What this task involves
Lay out the lines of the records below as a Markdown table with the columns "Row" and "Line." Include only the lines from the line with "Project brief: we need tight boxes for every wispy" to the line with "xmin=626 ymin=566 xmax=647 ymax=600", both ends included, and leave out any blank lines.

Rows from a box labeling dataset:

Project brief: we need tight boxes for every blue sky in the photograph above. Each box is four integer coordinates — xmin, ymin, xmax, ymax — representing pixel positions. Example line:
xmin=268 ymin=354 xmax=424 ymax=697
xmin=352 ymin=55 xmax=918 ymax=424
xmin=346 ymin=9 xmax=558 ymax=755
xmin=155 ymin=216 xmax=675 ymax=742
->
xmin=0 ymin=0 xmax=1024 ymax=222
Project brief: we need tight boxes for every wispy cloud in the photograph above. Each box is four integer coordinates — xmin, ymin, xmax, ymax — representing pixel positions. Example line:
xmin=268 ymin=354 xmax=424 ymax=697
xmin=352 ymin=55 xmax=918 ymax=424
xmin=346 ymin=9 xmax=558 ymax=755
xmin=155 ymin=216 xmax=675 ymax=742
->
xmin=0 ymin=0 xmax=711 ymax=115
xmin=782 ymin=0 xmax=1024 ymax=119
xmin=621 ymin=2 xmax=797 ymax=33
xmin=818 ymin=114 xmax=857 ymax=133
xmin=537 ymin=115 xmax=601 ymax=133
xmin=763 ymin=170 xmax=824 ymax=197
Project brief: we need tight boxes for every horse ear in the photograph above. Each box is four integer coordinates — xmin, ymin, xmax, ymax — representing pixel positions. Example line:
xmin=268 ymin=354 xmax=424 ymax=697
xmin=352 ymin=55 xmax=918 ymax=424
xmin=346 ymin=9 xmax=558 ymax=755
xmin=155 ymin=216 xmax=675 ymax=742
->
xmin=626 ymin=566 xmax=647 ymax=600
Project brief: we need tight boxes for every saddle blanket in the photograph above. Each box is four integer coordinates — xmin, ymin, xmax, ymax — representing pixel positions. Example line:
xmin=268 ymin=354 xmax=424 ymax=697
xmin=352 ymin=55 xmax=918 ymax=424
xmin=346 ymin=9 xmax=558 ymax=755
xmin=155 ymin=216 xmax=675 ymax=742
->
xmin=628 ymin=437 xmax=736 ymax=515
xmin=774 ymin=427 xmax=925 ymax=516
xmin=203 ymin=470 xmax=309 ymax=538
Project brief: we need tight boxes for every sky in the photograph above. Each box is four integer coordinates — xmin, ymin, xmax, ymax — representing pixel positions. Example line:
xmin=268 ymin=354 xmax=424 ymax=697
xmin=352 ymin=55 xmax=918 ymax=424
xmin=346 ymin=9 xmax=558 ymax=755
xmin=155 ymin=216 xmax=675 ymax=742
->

Reply to the task
| Row | Line |
|---|---|
| 1 | Project brief: we need tight boxes for every wispy cloud in the photograph above. Each box is four integer coordinates — xmin, ymin, xmax, ymax — representing pixel positions. Example line: |
| 2 | xmin=268 ymin=354 xmax=424 ymax=697 |
| 3 | xmin=352 ymin=55 xmax=918 ymax=424 |
| 4 | xmin=346 ymin=9 xmax=558 ymax=755 |
| 5 | xmin=155 ymin=216 xmax=675 ymax=742 |
| 6 | -> |
| 7 | xmin=0 ymin=0 xmax=711 ymax=115 |
| 8 | xmin=782 ymin=0 xmax=1024 ymax=119 |
| 9 | xmin=621 ymin=2 xmax=797 ymax=33 |
| 10 | xmin=818 ymin=114 xmax=857 ymax=133 |
| 11 | xmin=537 ymin=115 xmax=601 ymax=133 |
| 12 | xmin=763 ymin=170 xmax=824 ymax=197 |
| 13 | Project brief: we need tight boxes for every horse ear in the photograph above. Each box is four integer coordinates — xmin, ymin, xmax, ymax — representing pixel positions. Example line: |
| 14 | xmin=268 ymin=354 xmax=424 ymax=697 |
| 15 | xmin=352 ymin=55 xmax=918 ymax=424 |
| 16 | xmin=346 ymin=9 xmax=558 ymax=755 |
| 17 | xmin=155 ymin=216 xmax=675 ymax=742 |
| 18 | -> |
| 19 | xmin=626 ymin=566 xmax=647 ymax=600 |